<<<<
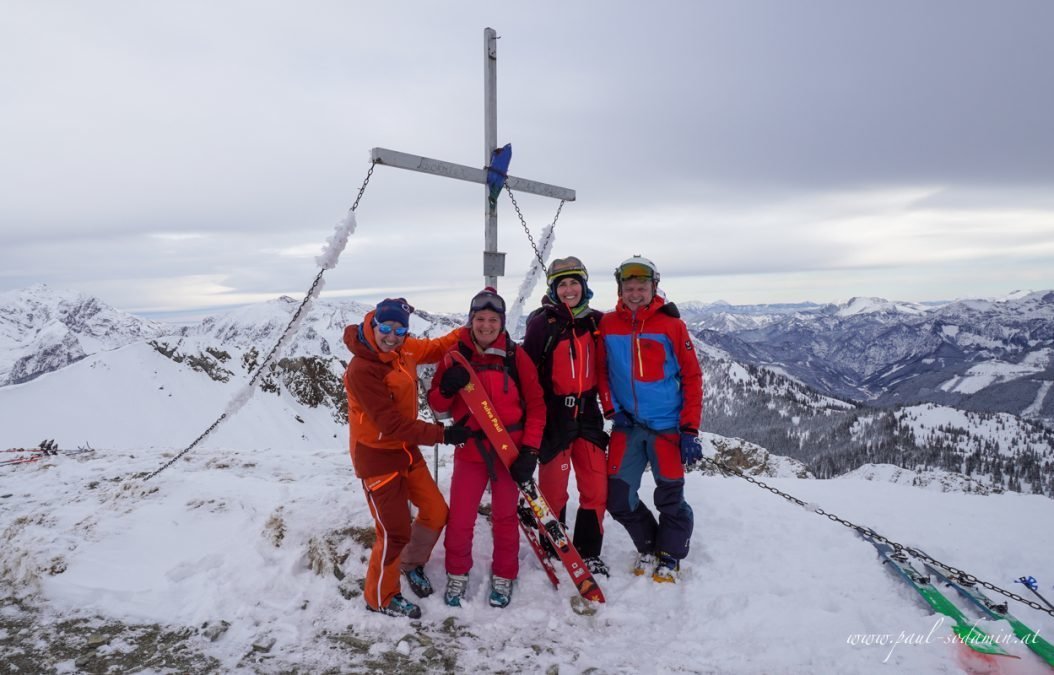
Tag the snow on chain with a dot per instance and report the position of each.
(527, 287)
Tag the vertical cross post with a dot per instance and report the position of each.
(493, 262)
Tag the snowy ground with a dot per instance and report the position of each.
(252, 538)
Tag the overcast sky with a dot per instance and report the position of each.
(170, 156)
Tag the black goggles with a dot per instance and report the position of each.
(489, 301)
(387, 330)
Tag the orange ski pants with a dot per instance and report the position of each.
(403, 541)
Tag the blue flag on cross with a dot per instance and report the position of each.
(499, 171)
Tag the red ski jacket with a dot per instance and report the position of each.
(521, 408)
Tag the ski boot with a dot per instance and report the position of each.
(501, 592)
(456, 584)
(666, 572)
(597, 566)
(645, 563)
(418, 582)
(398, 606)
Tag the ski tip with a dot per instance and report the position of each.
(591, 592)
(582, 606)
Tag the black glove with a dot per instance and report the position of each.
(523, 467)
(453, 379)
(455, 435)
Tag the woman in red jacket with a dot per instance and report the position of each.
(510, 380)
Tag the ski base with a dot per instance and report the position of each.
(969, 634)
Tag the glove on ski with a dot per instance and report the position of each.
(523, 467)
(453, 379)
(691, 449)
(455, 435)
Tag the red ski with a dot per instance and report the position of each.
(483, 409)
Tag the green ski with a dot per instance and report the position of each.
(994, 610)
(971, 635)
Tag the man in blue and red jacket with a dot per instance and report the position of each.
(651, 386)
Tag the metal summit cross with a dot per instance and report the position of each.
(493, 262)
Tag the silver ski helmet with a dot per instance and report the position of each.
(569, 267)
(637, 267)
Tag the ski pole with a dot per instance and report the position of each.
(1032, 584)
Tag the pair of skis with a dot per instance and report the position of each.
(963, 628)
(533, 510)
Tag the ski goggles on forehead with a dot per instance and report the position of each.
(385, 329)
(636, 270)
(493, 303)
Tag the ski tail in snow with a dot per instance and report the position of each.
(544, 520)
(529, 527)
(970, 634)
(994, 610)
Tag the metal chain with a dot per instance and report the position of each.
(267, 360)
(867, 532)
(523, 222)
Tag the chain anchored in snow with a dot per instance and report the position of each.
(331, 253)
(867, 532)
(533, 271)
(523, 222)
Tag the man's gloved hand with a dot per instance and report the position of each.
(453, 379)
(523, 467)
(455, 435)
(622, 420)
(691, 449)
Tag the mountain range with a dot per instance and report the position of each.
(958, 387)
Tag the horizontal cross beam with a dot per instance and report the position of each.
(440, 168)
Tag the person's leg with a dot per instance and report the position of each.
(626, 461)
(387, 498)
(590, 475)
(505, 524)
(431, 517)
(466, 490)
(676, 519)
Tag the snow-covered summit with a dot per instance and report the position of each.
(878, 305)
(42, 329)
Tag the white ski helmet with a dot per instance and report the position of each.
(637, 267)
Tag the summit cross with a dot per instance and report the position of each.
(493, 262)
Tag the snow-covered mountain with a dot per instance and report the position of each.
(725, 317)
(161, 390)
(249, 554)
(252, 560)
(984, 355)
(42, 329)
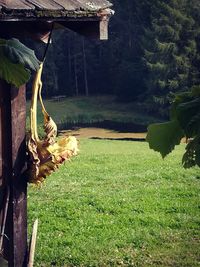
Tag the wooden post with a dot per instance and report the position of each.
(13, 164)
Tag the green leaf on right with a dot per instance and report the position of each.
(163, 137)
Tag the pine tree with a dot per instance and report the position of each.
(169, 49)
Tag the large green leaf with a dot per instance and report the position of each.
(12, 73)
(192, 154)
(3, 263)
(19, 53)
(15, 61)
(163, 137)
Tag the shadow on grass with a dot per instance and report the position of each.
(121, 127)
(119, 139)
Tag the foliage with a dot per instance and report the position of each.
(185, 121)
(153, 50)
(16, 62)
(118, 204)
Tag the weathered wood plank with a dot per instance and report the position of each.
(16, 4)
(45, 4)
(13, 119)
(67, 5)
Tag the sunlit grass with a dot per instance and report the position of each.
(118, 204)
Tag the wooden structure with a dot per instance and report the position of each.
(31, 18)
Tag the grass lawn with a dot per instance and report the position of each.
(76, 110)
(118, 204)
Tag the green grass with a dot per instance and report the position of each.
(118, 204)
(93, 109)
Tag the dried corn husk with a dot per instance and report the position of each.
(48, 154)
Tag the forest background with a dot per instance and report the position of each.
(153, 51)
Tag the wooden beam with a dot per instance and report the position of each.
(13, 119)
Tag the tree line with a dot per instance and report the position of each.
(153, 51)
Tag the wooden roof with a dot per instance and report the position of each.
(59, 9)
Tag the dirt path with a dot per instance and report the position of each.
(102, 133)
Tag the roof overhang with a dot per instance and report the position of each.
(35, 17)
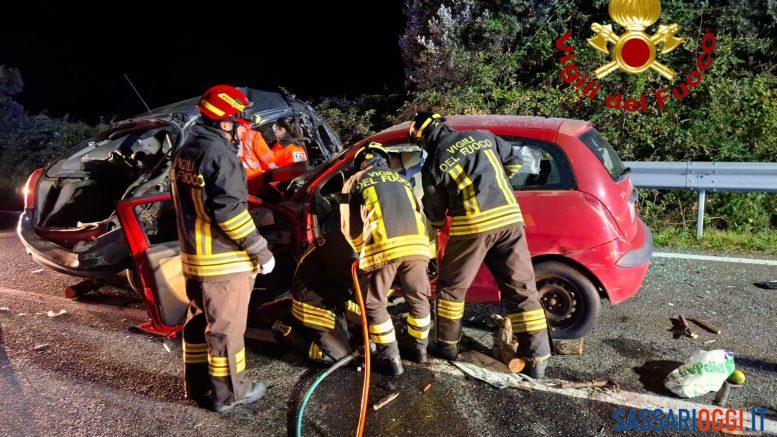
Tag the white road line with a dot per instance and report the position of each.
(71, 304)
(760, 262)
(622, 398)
>>>>
■ **Exercise brief**
Print every record above exactly, with no pictures.

■ **Result**
Tag the snow on chain with a dot per instance and report the position of each.
(527, 287)
Tag the vertical cross post with a dot per instance and report the position of each.
(493, 262)
Tag the snowy ground with a dot per instance and report the position of each.
(252, 538)
Tag the overcast sky with a dot per instance and report the position of each.
(170, 156)
Tag the black goggles with a dot per instance and report the position of each.
(489, 301)
(387, 330)
Tag the orange ski pants with a dot per instance and report the position of each.
(403, 541)
Tag the blue flag on cross with a dot per instance and report the position of each.
(499, 171)
Tag the red ski jacket with a dot per instance and report the position of each.
(521, 408)
Tag the ski boot with a dot per instance and report the position of each.
(501, 592)
(456, 584)
(666, 572)
(597, 566)
(645, 563)
(418, 582)
(398, 606)
Tag the ski tip with a dot per instance and report the position of each.
(591, 592)
(582, 606)
Tag the black glove with a dot per instance and report the position of each.
(523, 467)
(453, 379)
(455, 435)
Tag the woman in red jacket with a dot per instance and report the position of each.
(510, 380)
Tag the ski base with a dot per instance and report the position of each.
(969, 634)
Tag the glove on ski with a dot per instance and report the position of each.
(523, 467)
(453, 379)
(691, 449)
(455, 435)
Tag the red ski with a dot per instance and report the position of each.
(483, 409)
Tag the green ski with a dot per instance and report the position of each.
(994, 610)
(971, 635)
Tag the man in blue and red jacket with a dot per instance and report the position of each.
(651, 386)
Tag the metal summit cross with a dot per instance and report the position of each.
(493, 262)
Tag the silver ski helmet with a dot per instance and report the position of each.
(569, 267)
(637, 267)
Tag the ski pole with a dot per instance and report the position of each.
(1032, 584)
Tag the pair of skis with a dot per instance and report the position of each.
(963, 628)
(533, 510)
Tag the ski goggles on forehead with a dot per instance and report the position of each.
(385, 329)
(636, 270)
(493, 303)
Tag the ski tail in snow with a dot per instance and report the position of each.
(544, 520)
(529, 527)
(970, 634)
(994, 610)
Tag the metal chain with a dot per instance and report the position of each.
(267, 360)
(867, 532)
(523, 222)
Tag the chain anchored in snow with a dot per instance and report the position of each.
(331, 253)
(867, 532)
(533, 271)
(523, 222)
Tag the man's gloved hand with a dot per instance and report the position of each.
(453, 379)
(523, 467)
(455, 435)
(622, 420)
(691, 449)
Tag the mountain range with a dot per instance and report the position of each.
(958, 387)
Tag the horizontal cross beam with a dot per instance and report the position of each.
(440, 168)
Tag the person's leg with a dot per instance and report the position of each.
(626, 461)
(387, 498)
(590, 475)
(505, 524)
(431, 517)
(466, 490)
(676, 519)
Tag the snow-covered summit with a dot per instance and report the position of each.
(878, 305)
(42, 329)
Tag the white ski helmet with a dot per instance and report the position of each.
(637, 267)
Tag the summit cross with a dot per instance and report the position of each.
(493, 262)
Tag the snow-covered mountain with a dot per instance and report the position of each.
(725, 317)
(161, 390)
(249, 554)
(252, 560)
(984, 355)
(42, 329)
Tag the wooden post with a dot per instance and report the position of each.
(13, 164)
Tag the green leaf on right with a dot per instance and report the position of each.
(163, 137)
Tag the pine tree with a dot per instance and report the position of each.
(169, 49)
Tag the large green leaf with a dot per instance and report the position of each.
(12, 73)
(192, 154)
(3, 263)
(19, 53)
(15, 61)
(163, 137)
Tag the shadow on grass with a dot per instance and report the position of each.
(121, 127)
(119, 139)
Tag the foliage with a dot per instance and report the position of each.
(185, 121)
(153, 50)
(16, 62)
(118, 204)
Tag the weathered wood plank with a dot per instance and report the position of each.
(16, 4)
(45, 4)
(13, 119)
(67, 5)
Tag the sunlit grass with a dot per instance and report the position of each.
(118, 204)
Tag the wooden structure with a dot per instance and report the position of each.
(31, 18)
Tag the grass lawn with a dot per instance and report the position of each.
(76, 110)
(118, 204)
Tag the green grass with a dot per instance and report the position of each.
(118, 204)
(93, 109)
Tag the dried corn husk with a dot per instance and report the position of each.
(48, 154)
Tag the forest background with a dot per instance and report the position of each.
(153, 51)
Tag the wooden beam with a dot per instance and report the position of each.
(13, 119)
Tag the tree line with a dot per instance and report the position of each.
(153, 51)
Tag the wooden roof with a dot per instance and report the position of each.
(59, 9)
Tag the dirt path with a dot per instance and report the position of each.
(102, 133)
Tag the roof overhang with a dot per instance and report the position of each.
(35, 17)
Tag the white road line with a dot per instance and report the position of each.
(71, 304)
(760, 262)
(622, 398)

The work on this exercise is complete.